<<<<
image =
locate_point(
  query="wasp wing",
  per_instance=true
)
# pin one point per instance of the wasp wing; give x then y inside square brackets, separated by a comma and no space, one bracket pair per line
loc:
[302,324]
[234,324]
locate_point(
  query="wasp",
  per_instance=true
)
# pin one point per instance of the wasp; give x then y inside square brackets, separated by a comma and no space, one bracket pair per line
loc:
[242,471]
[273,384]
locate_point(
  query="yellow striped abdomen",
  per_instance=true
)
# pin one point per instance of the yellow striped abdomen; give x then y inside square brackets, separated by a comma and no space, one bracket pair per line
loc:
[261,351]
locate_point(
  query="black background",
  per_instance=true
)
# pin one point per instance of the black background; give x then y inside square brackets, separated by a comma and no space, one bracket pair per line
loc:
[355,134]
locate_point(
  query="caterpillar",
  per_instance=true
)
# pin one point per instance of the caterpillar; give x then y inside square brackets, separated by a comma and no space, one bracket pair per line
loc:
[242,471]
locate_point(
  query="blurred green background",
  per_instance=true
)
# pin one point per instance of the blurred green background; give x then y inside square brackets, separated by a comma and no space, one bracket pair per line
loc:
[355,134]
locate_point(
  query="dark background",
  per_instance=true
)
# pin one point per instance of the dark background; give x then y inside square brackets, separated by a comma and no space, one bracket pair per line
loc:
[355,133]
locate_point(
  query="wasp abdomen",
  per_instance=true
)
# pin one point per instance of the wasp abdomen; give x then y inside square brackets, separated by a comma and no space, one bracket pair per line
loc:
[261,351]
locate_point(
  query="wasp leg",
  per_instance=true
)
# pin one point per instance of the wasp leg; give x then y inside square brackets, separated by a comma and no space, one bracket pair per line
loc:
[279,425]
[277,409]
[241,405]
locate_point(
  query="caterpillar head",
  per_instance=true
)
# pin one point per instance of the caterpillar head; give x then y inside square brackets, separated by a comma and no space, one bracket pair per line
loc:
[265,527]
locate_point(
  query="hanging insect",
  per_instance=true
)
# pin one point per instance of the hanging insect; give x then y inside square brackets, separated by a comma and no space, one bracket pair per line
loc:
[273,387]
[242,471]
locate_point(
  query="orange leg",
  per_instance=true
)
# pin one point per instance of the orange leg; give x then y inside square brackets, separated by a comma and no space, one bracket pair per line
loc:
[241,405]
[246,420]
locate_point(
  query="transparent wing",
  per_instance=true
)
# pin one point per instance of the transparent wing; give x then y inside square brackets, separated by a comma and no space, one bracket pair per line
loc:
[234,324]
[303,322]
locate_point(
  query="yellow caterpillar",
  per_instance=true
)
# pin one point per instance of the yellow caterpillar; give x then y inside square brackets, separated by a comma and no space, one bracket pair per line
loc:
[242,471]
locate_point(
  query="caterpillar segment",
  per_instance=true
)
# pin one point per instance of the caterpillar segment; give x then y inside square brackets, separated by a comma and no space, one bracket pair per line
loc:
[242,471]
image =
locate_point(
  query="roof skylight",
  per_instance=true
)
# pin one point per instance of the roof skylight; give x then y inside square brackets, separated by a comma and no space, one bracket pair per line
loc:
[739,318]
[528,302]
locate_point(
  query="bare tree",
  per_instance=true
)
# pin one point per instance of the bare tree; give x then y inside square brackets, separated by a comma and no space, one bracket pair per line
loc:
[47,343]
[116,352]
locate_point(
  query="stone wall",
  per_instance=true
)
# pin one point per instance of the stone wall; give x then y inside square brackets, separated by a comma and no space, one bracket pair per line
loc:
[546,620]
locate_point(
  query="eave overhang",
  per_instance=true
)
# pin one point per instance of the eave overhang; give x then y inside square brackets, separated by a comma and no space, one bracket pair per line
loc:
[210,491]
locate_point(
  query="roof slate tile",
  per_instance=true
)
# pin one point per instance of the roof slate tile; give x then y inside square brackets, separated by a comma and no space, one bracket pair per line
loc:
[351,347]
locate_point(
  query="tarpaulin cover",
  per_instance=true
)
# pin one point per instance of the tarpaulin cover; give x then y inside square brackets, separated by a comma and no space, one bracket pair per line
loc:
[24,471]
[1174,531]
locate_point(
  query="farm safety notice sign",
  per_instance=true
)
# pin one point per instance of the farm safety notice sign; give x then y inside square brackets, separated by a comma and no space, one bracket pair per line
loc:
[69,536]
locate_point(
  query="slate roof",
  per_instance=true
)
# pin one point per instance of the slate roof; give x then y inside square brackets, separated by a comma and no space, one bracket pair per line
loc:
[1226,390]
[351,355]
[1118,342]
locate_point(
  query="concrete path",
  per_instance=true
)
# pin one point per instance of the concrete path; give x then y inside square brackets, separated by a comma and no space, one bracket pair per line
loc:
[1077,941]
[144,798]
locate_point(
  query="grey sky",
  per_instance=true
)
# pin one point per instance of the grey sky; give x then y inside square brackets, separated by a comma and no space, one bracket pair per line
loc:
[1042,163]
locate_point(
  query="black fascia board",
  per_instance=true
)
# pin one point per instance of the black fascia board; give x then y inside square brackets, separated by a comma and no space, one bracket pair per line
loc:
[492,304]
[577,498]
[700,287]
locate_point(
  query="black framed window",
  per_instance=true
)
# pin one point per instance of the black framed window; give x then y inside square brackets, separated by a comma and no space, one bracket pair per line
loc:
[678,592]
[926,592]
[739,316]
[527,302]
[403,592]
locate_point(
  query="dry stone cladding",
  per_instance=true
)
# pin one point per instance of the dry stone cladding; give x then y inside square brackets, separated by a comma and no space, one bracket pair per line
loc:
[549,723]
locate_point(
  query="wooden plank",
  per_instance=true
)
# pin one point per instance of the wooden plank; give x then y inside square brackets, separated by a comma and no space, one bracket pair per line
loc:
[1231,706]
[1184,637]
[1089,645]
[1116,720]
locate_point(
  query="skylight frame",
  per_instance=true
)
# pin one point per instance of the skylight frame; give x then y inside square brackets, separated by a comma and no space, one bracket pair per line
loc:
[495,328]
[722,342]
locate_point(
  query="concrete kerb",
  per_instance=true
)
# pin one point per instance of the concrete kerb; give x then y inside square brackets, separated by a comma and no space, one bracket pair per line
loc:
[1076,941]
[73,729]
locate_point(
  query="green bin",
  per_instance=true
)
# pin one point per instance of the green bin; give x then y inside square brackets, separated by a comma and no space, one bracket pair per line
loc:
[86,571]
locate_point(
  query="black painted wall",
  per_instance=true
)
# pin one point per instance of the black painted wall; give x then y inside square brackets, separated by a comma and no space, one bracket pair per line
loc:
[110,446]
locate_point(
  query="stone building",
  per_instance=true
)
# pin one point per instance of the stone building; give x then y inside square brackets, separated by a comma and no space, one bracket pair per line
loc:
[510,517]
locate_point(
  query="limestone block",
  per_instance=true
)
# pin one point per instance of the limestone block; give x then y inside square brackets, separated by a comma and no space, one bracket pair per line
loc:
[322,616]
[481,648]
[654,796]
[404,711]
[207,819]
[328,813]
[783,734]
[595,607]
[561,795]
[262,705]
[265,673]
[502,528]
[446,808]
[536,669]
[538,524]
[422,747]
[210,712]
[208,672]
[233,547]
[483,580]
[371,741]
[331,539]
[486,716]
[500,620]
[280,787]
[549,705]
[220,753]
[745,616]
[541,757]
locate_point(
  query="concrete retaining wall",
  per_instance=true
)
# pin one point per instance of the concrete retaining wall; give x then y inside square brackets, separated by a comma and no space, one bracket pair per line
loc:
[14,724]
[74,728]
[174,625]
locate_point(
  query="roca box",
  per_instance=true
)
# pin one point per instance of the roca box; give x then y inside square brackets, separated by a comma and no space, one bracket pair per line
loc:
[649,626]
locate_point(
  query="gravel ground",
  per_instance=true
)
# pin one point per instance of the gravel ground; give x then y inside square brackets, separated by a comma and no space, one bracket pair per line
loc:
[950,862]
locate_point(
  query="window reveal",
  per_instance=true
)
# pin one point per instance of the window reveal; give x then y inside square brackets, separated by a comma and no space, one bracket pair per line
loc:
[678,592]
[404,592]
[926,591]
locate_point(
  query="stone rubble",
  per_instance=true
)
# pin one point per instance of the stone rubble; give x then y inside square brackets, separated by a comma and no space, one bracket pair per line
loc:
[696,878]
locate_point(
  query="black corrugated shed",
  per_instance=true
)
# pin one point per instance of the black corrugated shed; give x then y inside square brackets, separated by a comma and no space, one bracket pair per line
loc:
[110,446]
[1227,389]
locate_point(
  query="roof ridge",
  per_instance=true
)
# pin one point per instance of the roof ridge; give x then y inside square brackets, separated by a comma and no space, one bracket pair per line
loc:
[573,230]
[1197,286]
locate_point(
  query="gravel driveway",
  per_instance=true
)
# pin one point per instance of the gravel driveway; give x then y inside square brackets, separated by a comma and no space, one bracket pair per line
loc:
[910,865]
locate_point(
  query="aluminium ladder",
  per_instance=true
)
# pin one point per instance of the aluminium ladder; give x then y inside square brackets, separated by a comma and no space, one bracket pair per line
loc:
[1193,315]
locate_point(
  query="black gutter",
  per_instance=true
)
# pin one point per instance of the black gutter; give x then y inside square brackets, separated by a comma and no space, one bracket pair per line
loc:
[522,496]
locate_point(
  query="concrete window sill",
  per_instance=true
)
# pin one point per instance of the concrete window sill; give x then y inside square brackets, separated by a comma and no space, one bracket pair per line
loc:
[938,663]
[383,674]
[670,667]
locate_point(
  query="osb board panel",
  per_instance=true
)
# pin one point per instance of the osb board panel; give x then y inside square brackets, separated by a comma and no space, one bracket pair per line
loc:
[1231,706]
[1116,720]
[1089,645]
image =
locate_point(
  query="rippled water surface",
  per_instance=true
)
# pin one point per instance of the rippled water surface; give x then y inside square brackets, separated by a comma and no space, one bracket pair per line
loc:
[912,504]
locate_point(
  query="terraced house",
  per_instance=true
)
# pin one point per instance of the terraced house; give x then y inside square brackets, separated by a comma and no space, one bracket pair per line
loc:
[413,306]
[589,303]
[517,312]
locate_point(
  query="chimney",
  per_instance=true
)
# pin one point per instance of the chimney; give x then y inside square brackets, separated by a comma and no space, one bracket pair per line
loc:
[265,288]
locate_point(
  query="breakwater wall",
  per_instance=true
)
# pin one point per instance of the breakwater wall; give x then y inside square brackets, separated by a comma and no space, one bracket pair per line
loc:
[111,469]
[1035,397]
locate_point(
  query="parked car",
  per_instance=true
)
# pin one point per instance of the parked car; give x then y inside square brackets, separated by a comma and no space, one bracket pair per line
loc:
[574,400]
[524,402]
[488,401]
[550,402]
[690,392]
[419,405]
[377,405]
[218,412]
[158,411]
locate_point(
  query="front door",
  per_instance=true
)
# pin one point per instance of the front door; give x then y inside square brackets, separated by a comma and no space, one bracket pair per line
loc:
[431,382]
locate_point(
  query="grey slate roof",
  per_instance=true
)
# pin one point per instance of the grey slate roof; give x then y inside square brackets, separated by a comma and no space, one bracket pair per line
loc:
>>>>
TASK STATEMENT: Total up the lines in the listing above that include "black". Give the number by itself.

OUTPUT OF THE EXERCISE: 12